───── DOCUMENT
Proper OpenACC reduction clause on many loops within "parallel" region

Hi,

From the OpenACC spec, it seems one must put the reduction clause on all loops within a parallel region. It also seems to be needed on the parallel directive itself.
In the past, I have only put the reduction on the parallel region but not the loops and it seemed to work.

Is the following code correct to compute result=SUM(P(:)*Q(:)) (P and Q are stride-1 but smaller than nr*nt*np) ?

!$acc parallel default(present) reduction(+:result)
!$acc loop collapse(3) reduction(+:result) 
        do k=2,npm1 
          do j=2,ntm1  
            do i=1,nrm1
              l=ntm2*nrm1*(k-2)+nrm1*(j-2)+i
              if (rb0.or.i.gt.1) then
                result=result+p(l)*q(l)
              end if
            enddo
          enddo
        enddo
!$acc loop collapse(3) reduction(+:result)
        do k=2,npm1
          do j=jm0,jm1
            do i=2,nrm1
              l=(npm2*ntm2*nrm1)
     &         +(jm1-jm0+1)*nrm2*(k-2)+nrm2*(j-jm0)+(i-1)
              if (tb0.or.j.gt.1) then
                result=result+p(l)*q(l)
──────────
───── RECORD SET
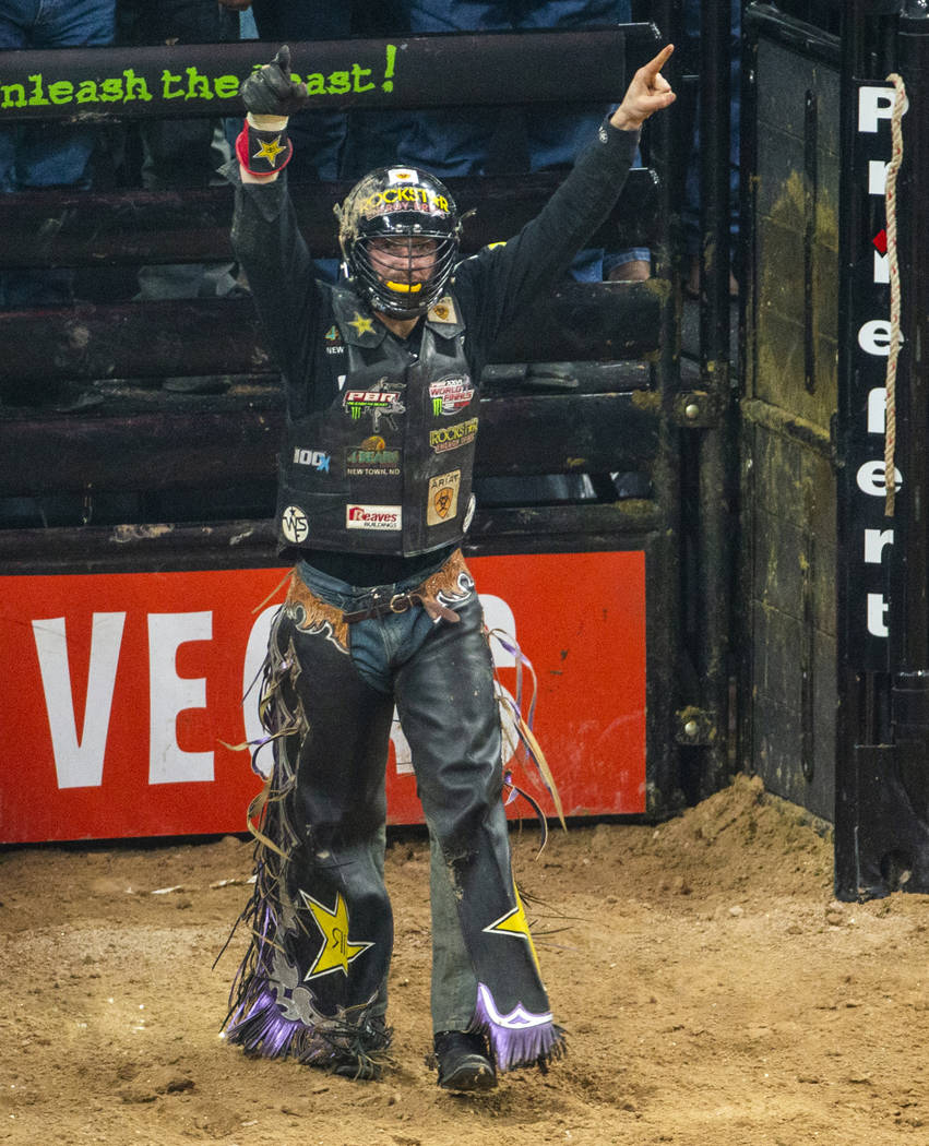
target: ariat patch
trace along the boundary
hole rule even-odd
[[[443,525],[458,515],[458,490],[461,486],[461,470],[442,473],[429,481],[429,504],[426,511],[427,525]]]

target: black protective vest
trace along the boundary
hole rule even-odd
[[[478,395],[452,296],[426,316],[419,354],[351,291],[331,290],[345,374],[331,405],[288,415],[280,462],[283,545],[414,557],[461,540]]]

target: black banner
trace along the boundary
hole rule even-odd
[[[299,42],[291,45],[291,66],[306,84],[312,108],[618,103],[626,68],[639,66],[658,47],[654,24],[624,24]],[[0,124],[240,115],[242,81],[275,50],[276,45],[243,40],[2,52]]]

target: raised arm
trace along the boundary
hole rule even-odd
[[[674,45],[669,44],[653,60],[635,72],[626,88],[623,102],[610,116],[610,125],[620,132],[637,131],[656,111],[670,107],[677,96],[662,76],[662,68],[671,58]]]
[[[242,85],[245,125],[235,141],[243,183],[270,183],[290,162],[294,144],[287,124],[306,107],[306,85],[290,71],[290,48],[284,44],[270,64]]]

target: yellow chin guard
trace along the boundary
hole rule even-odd
[[[384,283],[389,290],[397,291],[398,295],[415,295],[422,290],[422,283],[393,283],[389,278]]]

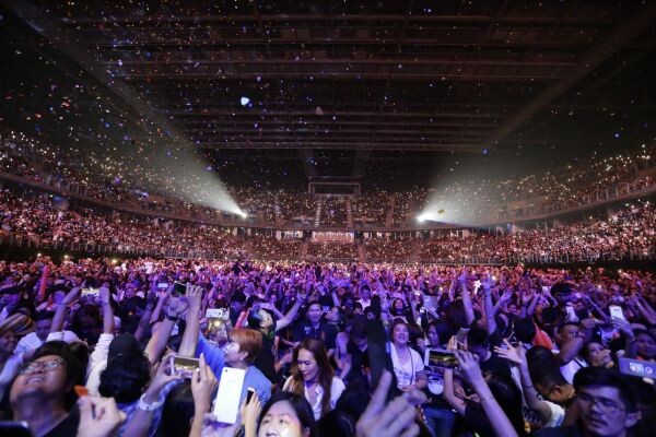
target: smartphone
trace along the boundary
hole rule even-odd
[[[190,379],[199,365],[198,358],[174,355],[171,357],[171,375]]]
[[[245,377],[246,370],[244,369],[225,366],[221,370],[219,379],[221,383],[214,399],[213,410],[216,422],[234,424],[237,421]]]
[[[458,344],[467,344],[467,334],[469,333],[469,328],[460,328],[456,333],[456,341]]]
[[[12,437],[33,437],[27,422],[0,421],[0,435]]]
[[[179,296],[184,296],[185,293],[187,293],[187,285],[183,284],[181,282],[174,282],[173,293]]]
[[[255,394],[255,389],[253,387],[248,387],[248,391],[246,392],[246,403],[250,402],[253,395]]]
[[[622,311],[622,307],[618,305],[609,305],[608,310],[610,311],[611,319],[626,320],[624,317],[624,311]]]
[[[82,288],[82,297],[84,296],[92,296],[92,297],[97,297],[101,293],[99,288]]]
[[[430,367],[455,369],[458,358],[453,352],[441,349],[427,349],[424,355],[424,365]]]
[[[387,370],[391,374],[390,387],[397,386],[396,376],[394,374],[394,367],[391,364],[391,355],[389,352],[389,339],[387,338],[387,331],[383,326],[380,319],[367,319],[365,324],[366,330],[366,353],[370,358],[370,366],[372,369],[372,389],[375,390],[378,387],[378,381],[383,376],[383,371]],[[387,391],[387,401],[391,401],[395,398],[393,390]]]
[[[221,319],[225,314],[226,308],[208,308],[206,310],[206,318],[208,319]]]
[[[565,311],[567,311],[567,320],[578,320],[578,317],[576,317],[576,312],[574,311],[574,307],[566,306]]]

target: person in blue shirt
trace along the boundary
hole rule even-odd
[[[248,387],[255,389],[262,404],[266,403],[271,398],[271,381],[253,365],[262,349],[261,333],[251,329],[233,329],[230,332],[230,343],[223,349],[216,347],[199,332],[202,288],[188,286],[186,297],[189,305],[187,327],[178,355],[200,356],[201,353],[204,354],[208,366],[218,378],[221,378],[221,370],[224,366],[246,370],[239,404],[246,399]]]

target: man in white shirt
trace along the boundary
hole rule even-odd
[[[35,330],[34,332],[28,333],[23,336],[19,344],[16,345],[16,352],[31,352],[40,347],[48,339],[48,333],[50,332],[50,326],[52,324],[52,317],[55,315],[50,311],[39,311],[36,314],[34,318],[35,321]],[[63,331],[63,339],[67,343],[72,343],[74,341],[79,341],[80,339],[72,331]]]
[[[362,310],[364,311],[370,305],[372,305],[372,290],[368,285],[363,285],[360,288],[360,300],[358,300],[360,305],[362,305]]]

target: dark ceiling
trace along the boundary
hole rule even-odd
[[[653,1],[0,2],[142,121],[131,139],[216,163],[377,181],[654,141]]]

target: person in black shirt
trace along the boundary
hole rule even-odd
[[[496,374],[511,378],[511,365],[507,359],[501,358],[490,351],[490,338],[484,329],[472,328],[469,330],[467,351],[478,356],[483,375]]]
[[[321,320],[321,305],[318,302],[313,302],[307,308],[307,319],[294,329],[294,346],[305,339],[321,340],[326,345],[328,356],[332,356],[337,333],[337,328],[333,324]]]
[[[80,423],[73,390],[77,385],[84,385],[84,370],[69,345],[44,344],[11,386],[13,420],[27,422],[37,436],[74,436]]]

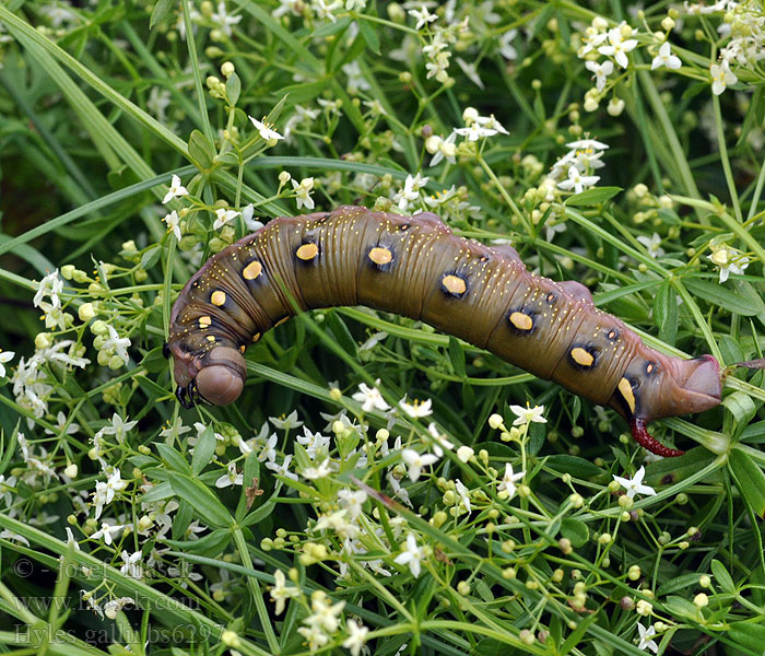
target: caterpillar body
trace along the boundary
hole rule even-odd
[[[301,311],[366,305],[425,321],[624,417],[634,437],[680,455],[652,419],[720,402],[711,355],[668,356],[599,311],[575,281],[529,272],[510,246],[458,237],[435,215],[361,207],[272,220],[211,257],[173,306],[166,351],[178,400],[227,405],[248,344]]]

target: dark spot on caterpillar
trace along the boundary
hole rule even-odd
[[[372,263],[372,267],[378,271],[387,271],[390,269],[395,259],[392,249],[380,244],[369,248],[369,250],[366,253],[366,257]]]
[[[600,350],[584,344],[574,344],[574,347],[568,351],[568,359],[570,363],[578,370],[587,371],[595,367],[598,362],[598,355],[600,355]]]
[[[530,335],[534,328],[536,312],[523,313],[520,311],[511,311],[507,315],[507,320],[510,324],[510,330],[516,335]]]
[[[440,279],[440,289],[449,296],[461,298],[468,293],[468,283],[456,273],[445,273]]]

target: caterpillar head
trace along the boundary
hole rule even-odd
[[[188,409],[201,398],[214,406],[227,406],[239,398],[247,377],[245,359],[233,347],[215,347],[198,353],[170,344],[176,397]]]

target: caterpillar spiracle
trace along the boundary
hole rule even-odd
[[[649,450],[676,456],[650,420],[720,402],[711,355],[669,356],[599,311],[575,281],[529,272],[510,246],[458,237],[435,215],[362,207],[281,216],[211,257],[173,306],[166,353],[185,407],[224,406],[244,351],[301,309],[366,305],[425,321],[540,378],[615,409]]]

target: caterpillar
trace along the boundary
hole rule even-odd
[[[244,352],[301,311],[366,305],[425,321],[540,378],[616,410],[642,446],[646,424],[720,402],[720,367],[647,347],[575,281],[527,270],[511,246],[464,239],[429,212],[344,206],[281,216],[211,257],[170,314],[179,402],[224,406],[242,394]]]

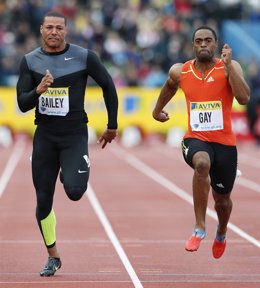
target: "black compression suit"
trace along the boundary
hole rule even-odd
[[[47,69],[54,82],[39,95],[36,88]],[[22,112],[35,108],[37,128],[33,139],[32,175],[37,195],[36,217],[42,233],[41,221],[51,213],[60,169],[70,199],[79,200],[87,189],[90,163],[84,98],[88,75],[103,90],[108,112],[107,128],[116,129],[116,89],[94,52],[67,44],[64,51],[55,53],[37,48],[21,61],[17,101]],[[46,246],[55,244],[43,236]]]

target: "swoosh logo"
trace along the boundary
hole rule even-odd
[[[72,59],[74,59],[74,58],[75,58],[75,57],[69,57],[69,58],[65,57],[64,60],[65,60],[65,61],[69,61],[69,60],[72,60]]]
[[[78,170],[78,173],[81,174],[81,173],[87,173],[88,171],[85,171],[85,170]]]

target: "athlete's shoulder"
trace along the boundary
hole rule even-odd
[[[25,56],[25,58],[28,58],[28,57],[37,56],[39,54],[42,54],[41,47],[37,47],[37,48],[33,49],[32,51],[26,53],[24,56]]]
──────────
WHAT IS ASKED: Continue the OpenACC reduction post above, picking up after its last line.

ANSWER TO THE PROBLEM:
              end if
            enddo
          enddo
        enddo
!$acc loop collapse(3) reduction(+:result)
        do k=1,npm1
          do j=2,ntm1
            do i=2,nrm1
              l=(npm2*ntm2*nrm1)
     &         +(npm2*(jm1-jm0+1)*nrm2)
     &         +ntm2*nrm2*(k-1)+nrm2*(j-2)+(i-1)
              if (iproc_p.eq.0.or.k.gt.1) then
                result=result+p(l)*q(l)
              end if
            enddo
          enddo
        enddo
!$acc end parallel
  • Ron

Technically, yes, you are supposed to add the reduction clause on the outer parallel region. GNU will complain if you don’t. However the NVHPC compiler’s analysis can usually auto-detect reductions so is optional when using NVHPC.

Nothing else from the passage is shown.